## [EXCERPTED TEXT]
****************************************
Sunday, February 17, 2013

D'Angelo big reds for spring release

Photo: wine grower Sal D'Angelo

In April, vintner Sal D’Angelo, the owner of D’Angelo Estate Winery on the Naramata Bench, will release four of the best red wines he has made so far in British Columbia.

Unlabelled samples arrived last month because the wines will be launched with redesigned labels. I expect the labels will be interesting but what is inside the bottles is what really counts.

Sal is an interesting man, if only because he operates a winery in Ontario as well. He opened his Okanagan winery in 2007 on a vineyard just north of Penticton and beside the Kettle Valley hiking and cycling trail. The winery also operates a popular bed and breakfast. One reason it is popular is that five or six other wineries are within walking distance.

Here is an excerpt from the winery profile in the current edition of John Schreiner’s Okanagan Wine Tour Guide.

Sal D’Angelo, who runs a winery (also called D’Angelo) near Windsor in Ontario, which opened in 1989, has been attracted to the Naramata Bench since he started vacationing here in the early 1990s. He has a rare condition of the nervous system called Guillan-Barré Syndrome, which is far less trying in the dry Okanagan than in humid southern Ontario. Not that he has ever let the condition hold him back: during one four-hour medical treatment some years ago, he landed a $1,100 wine order from the doctor.

Born in Italy in 1953, Sal grew up in Canada in an immigrant home where his family made wine each fall. “I grew up with the smell of fermenting grapes,” he says. He became a science teacher but began to plant grapes in 1983 in his Windsor-area property, opening a winery six years later. During an early Naramata vacation, he presented one of his Ontario reds to Hillside Cellars founder Vera Klokocka with the cocky assertion that the Okanagan was not suited to growing big reds. She produced a Cabernet Sauvignon (she was the first in the Okanagan to make this varietal). Sal changed his mind and starting considering the Okanagan.
****************************************
## [SUPPLIED ENTRIES]

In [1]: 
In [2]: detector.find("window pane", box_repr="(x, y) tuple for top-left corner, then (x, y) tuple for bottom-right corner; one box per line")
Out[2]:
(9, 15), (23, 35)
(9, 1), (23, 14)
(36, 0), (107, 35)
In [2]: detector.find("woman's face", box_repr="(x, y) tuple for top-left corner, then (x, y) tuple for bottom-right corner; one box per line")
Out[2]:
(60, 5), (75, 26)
****************************************
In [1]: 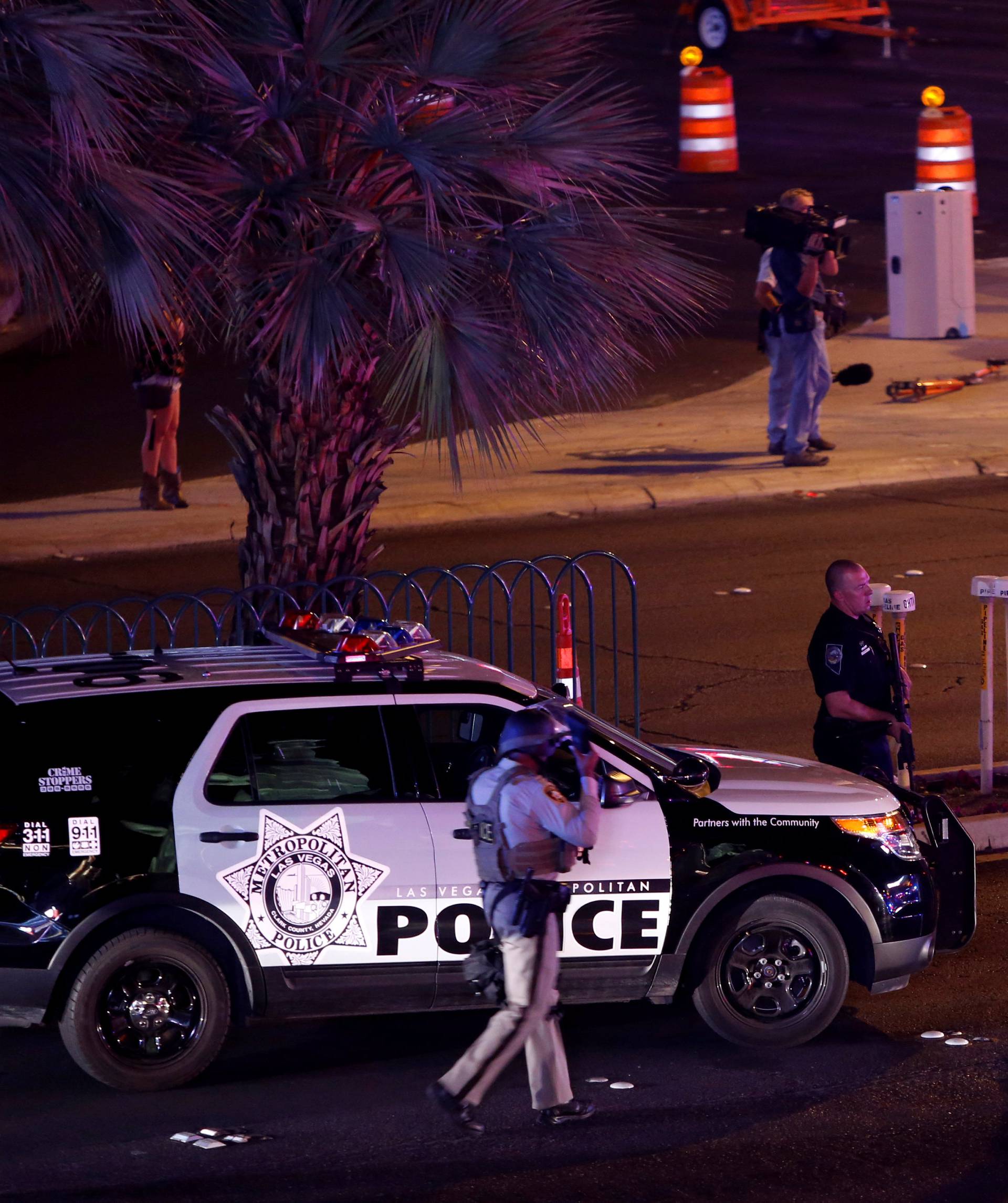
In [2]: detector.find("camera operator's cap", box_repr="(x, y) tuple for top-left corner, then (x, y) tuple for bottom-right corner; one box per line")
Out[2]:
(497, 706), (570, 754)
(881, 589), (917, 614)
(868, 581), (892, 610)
****************************************
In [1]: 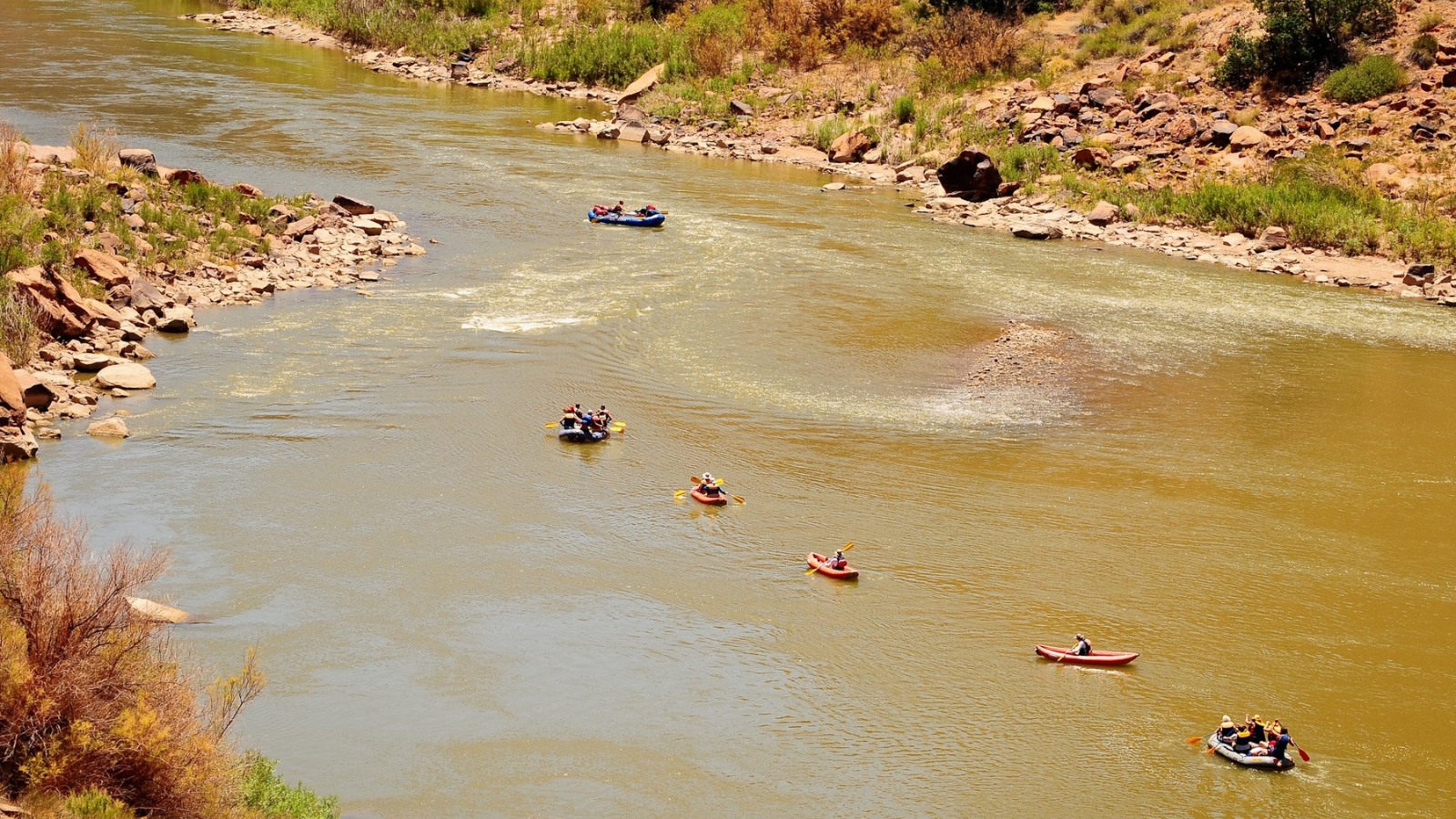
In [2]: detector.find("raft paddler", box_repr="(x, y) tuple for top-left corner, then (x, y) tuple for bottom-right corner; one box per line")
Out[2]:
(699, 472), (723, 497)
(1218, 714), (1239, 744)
****************************************
## [WHAT YOU HAVE TO DO]
Please print the part of the D'Angelo winery text between "Photo: wine grower" and "in British Columbia.", inclusive. The entries aren't needed for what comes next.

## [EXERCISE SOLUTION]
Photo: wine grower Sal D'Angelo

In April, vintner Sal D’Angelo, the owner of D’Angelo Estate Winery on the Naramata Bench, will release four of the best red wines he has made so far in British Columbia.